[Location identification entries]
━━━━━━
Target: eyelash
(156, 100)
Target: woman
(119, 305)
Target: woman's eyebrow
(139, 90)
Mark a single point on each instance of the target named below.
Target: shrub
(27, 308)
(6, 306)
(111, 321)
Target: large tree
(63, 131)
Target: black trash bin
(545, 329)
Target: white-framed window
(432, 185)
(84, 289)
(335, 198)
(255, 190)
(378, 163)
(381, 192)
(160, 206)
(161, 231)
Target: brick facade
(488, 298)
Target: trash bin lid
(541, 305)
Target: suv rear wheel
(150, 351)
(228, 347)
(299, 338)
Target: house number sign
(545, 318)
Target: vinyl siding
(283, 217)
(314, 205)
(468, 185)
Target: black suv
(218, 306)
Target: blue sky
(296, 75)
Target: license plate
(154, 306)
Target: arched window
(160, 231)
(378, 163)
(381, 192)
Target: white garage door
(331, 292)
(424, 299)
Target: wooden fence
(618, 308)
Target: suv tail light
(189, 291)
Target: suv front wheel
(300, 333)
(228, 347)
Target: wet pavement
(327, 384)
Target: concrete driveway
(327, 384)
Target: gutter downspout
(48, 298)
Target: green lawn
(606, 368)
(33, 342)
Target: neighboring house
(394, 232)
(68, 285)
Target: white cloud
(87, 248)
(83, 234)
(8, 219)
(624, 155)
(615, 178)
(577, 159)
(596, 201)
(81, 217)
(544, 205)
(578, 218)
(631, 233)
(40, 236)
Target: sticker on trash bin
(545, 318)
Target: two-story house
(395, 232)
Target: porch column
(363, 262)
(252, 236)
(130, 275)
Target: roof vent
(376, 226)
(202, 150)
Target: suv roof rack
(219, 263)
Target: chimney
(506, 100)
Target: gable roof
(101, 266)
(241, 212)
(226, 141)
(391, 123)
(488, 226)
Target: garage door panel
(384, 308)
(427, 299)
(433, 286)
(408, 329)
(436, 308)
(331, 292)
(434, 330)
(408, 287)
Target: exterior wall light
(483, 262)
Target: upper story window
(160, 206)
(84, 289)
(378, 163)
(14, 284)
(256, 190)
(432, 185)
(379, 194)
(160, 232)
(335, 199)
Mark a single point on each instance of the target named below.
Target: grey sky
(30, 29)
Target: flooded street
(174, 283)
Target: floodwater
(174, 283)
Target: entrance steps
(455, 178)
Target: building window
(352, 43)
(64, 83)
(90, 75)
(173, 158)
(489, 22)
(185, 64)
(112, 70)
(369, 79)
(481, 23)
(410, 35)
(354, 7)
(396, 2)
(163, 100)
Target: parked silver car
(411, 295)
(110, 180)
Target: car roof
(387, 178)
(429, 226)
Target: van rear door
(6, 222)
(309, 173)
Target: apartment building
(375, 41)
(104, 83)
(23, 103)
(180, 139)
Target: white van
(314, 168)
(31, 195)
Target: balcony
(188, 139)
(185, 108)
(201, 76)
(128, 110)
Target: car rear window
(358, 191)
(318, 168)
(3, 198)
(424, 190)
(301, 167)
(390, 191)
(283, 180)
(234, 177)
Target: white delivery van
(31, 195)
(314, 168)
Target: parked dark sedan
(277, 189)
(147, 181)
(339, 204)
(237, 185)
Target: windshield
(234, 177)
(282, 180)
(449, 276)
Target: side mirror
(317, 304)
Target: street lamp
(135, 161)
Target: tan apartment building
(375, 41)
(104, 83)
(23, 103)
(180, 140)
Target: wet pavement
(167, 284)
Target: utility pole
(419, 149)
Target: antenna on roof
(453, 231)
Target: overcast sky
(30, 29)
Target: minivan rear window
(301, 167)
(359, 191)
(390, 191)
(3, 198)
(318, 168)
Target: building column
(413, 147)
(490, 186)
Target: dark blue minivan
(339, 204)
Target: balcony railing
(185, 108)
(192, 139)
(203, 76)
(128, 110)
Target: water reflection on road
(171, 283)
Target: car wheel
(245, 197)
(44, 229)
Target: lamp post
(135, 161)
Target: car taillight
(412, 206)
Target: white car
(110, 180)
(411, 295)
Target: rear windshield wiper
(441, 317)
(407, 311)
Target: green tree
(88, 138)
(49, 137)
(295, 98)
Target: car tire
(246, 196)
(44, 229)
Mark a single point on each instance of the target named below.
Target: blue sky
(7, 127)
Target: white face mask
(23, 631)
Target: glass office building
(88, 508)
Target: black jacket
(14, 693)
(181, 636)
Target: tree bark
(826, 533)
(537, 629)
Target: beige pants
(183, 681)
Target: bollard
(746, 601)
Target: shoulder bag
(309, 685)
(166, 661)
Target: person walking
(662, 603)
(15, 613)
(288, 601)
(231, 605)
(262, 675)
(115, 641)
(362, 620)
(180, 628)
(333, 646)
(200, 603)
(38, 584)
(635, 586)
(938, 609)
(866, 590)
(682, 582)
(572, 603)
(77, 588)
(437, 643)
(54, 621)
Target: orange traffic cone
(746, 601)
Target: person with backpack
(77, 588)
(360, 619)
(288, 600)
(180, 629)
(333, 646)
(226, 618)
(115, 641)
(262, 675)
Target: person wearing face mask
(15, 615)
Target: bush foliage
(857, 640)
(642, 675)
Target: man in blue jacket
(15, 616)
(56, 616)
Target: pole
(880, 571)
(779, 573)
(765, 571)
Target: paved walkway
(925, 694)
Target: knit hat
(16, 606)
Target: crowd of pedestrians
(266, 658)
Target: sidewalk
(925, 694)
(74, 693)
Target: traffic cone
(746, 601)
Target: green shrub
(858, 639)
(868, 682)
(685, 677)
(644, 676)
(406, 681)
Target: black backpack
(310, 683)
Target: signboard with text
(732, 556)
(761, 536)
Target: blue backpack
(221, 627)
━━━━━━
The request
Repeat exactly, and only, the lines of the records above, starting with the line that contains "Target: minivan rear window" and ending with the final line, both included.

Correct result
Target: minivan rear window
(301, 167)
(359, 191)
(390, 191)
(3, 198)
(318, 168)
Target: building column
(413, 147)
(490, 186)
Target: dark blue minivan
(339, 204)
Target: balcony railing
(185, 108)
(192, 139)
(203, 76)
(128, 110)
Target: water reflection on road
(171, 283)
Target: car wheel
(245, 197)
(44, 229)
Target: lamp post
(135, 161)
Target: car taillight
(412, 206)
Target: white car
(110, 180)
(411, 295)
Target: rear windshield wiper
(441, 317)
(407, 311)
Target: green tree
(88, 138)
(49, 137)
(295, 98)
Target: car tire
(246, 196)
(44, 229)
Mark a single point on each instance of the target named below.
Target: blue sky
(7, 127)
Target: white face mask
(23, 631)
Target: glass office building
(88, 508)
Target: black jacket
(14, 693)
(181, 636)
Target: tree bark
(826, 533)
(537, 629)
Target: beige pants
(183, 681)
Target: bollard
(746, 601)
Target: shoulder bag
(309, 685)
(166, 661)
Target: person walking
(662, 603)
(15, 613)
(288, 601)
(231, 605)
(262, 675)
(115, 641)
(362, 620)
(180, 628)
(333, 646)
(200, 603)
(38, 584)
(635, 586)
(938, 609)
(866, 590)
(682, 582)
(572, 603)
(77, 588)
(437, 643)
(54, 621)
Target: orange traffic cone
(746, 601)
Target: person with backpack
(77, 588)
(360, 619)
(288, 600)
(180, 629)
(333, 646)
(226, 618)
(115, 641)
(262, 675)
Target: person wearing face mask
(15, 615)
Target: bush foliage
(857, 640)
(642, 675)
Target: man in blue jacket
(15, 616)
(56, 616)
Target: pole
(880, 571)
(779, 573)
(765, 571)
Target: paved walkway
(925, 694)
Target: knit hat
(16, 606)
Target: crowd of pedestrians
(266, 658)
Target: sidewalk
(925, 694)
(74, 693)
Target: traffic cone
(746, 601)
Target: green shrub
(858, 639)
(868, 682)
(685, 677)
(644, 676)
(406, 681)
Target: black backpack
(310, 683)
Target: signboard with text
(732, 556)
(761, 536)
Target: blue backpack
(221, 627)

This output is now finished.